**What to produce**
Your output should repeat each record below with no differences.

═════ Material provided

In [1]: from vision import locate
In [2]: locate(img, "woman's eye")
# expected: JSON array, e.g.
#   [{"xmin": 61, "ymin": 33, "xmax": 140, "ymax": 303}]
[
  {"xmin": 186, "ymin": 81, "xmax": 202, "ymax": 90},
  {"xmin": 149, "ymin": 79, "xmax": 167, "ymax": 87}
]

══════════

**Written answer**
In [1]: from vision import locate
In [2]: locate(img, "woman's eye")
# expected: JSON array, e.g.
#   [{"xmin": 61, "ymin": 33, "xmax": 140, "ymax": 303}]
[
  {"xmin": 186, "ymin": 81, "xmax": 202, "ymax": 90},
  {"xmin": 149, "ymin": 79, "xmax": 167, "ymax": 87}
]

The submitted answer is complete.